* _Provided text_:

The first city to decriminalize psilocybin mushrooms was Denver, Colo. A city ordinance to “deprioritize, to the greatest extent possible” the prosecution of individuals using magic mushrooms was approved in 2019. The news was a windfall for advocates and led to a number of cities across the country enacting similar policies. Most went even further and decriminalized other psychedelics along with psilocybin.
In March a Washington D.C. initiative went into effect that similarly decriminalized natural psychedelics including magic mushrooms, ayahuasca and mescaline by making arrests and prosecution for possession the lowest priority for police. Advocate group the Plant Medicine Coalition has been pushing for further legislation that would protect users from being fired or losing their children based on their entheogen-related activities. The coalition has also pressed for police training “to safely assist individuals who may be under the influence of psychedelics,” a radical policy that would impact the rest of the nation.
In the meantime Oregon is blazing the trail. Last year it became the first state to outright legalize psilocybin. Measure 109 allows adults over 21 to use magic mushrooms under the supervision of a licensed therapist as part of a treatment plan.
Last week Rep. Earl Blumenauer (D-OR) turned a few heads when he announced that he plans on bringing the psychedelic movement to Capitol Hill. “I want to introduce the results of our work in Oregon and around the country, and I would like your center to be able to help raise awareness on Capitol Hill at this critical time in drug reform to help the federal government catch up to where the rest of America is,” he said during a psychedelics symposium.
This great push is being fueled by a blast of interest in the therapeutic benefits of entheogens. Thanks to the deep pocket of tech oligarchs looking to improve themselves and their businesses, researchers have been able to learn a lot about these drugs in the last decade.
Psilocybin mushrooms and MDMA in particular have shown promise as cutting edge treatments for those suffering from PTSD and depression. The U.S. Food and Drug Administration gave psilocybin mushrooms the designation of “breakthrough therapy” in 2018 and 2019—both designations were granted because of the results of studies looking at magic mushrooms for treatment-resistant depression.
Entheogens in New Mexico
For many years New Mexico was the only state that allowed for the personal cultivation of psilocybin mushrooms. It was an out-in-the-open secret that went undetected by many psychedelic advocates. Thanks to an appellate court decision in 2005, growing and consuming fresh psilocybin mushrooms has been legal in New Mexico for over 15 years. The court ruled that as long as the mushrooms weren’t processed in any way—including dried—and as long as they weren’t sold or shared, growing them did not meet the state’s definition of “manufacturing” drugs.
It’s an interesting tidbit to note, but it doesn’t fully meet the demands of psychedelic advocates. Now that adult-use cannabis has been legalized and producers are revving up to start retail sales, it’s time for lawmakers to turn their attention to entheogenic substances. There is a growing and undeniable body of research supporting the therapeutic benefits of these misunderstood and maligned drugs that must be addressed—particularly in this age of mass depression and anxiety.

* _Records_:
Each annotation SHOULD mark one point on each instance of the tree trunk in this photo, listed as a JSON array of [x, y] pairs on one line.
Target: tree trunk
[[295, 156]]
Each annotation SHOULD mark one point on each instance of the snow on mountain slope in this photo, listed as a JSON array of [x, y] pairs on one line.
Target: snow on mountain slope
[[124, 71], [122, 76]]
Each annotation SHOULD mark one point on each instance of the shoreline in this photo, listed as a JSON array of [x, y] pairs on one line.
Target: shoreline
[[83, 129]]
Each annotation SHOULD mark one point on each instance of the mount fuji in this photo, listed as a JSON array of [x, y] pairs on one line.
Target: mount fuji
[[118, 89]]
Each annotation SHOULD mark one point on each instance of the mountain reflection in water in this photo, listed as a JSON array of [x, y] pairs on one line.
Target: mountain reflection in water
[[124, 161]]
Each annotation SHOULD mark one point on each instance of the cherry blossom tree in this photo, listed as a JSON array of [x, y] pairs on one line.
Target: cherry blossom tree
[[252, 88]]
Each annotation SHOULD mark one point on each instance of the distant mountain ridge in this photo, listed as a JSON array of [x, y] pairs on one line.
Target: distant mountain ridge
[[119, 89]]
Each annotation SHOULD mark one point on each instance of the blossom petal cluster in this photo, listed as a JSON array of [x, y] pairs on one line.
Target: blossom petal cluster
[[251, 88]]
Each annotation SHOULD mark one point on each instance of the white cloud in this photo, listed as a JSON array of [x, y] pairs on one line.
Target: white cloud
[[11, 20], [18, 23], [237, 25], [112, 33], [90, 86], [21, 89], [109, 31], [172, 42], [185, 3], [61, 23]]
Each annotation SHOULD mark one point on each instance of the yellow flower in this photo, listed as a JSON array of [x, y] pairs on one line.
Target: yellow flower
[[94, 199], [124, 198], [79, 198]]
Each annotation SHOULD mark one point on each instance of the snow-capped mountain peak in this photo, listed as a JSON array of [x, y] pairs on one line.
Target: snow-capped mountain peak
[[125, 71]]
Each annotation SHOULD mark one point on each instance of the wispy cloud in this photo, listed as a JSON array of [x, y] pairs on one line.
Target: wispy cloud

* _Activity_: Return the passage from the psychedelics article exactly, starting with "It’s an interesting" and going on through "depression and anxiety.".

* _Response area_:
It’s an interesting tidbit to note, but it doesn’t fully meet the demands of psychedelic advocates. Now that adult-use cannabis has been legalized and producers are revving up to start retail sales, it’s time for lawmakers to turn their attention to entheogenic substances. There is a growing and undeniable body of research supporting the therapeutic benefits of these misunderstood and maligned drugs that must be addressed—particularly in this age of mass depression and anxiety.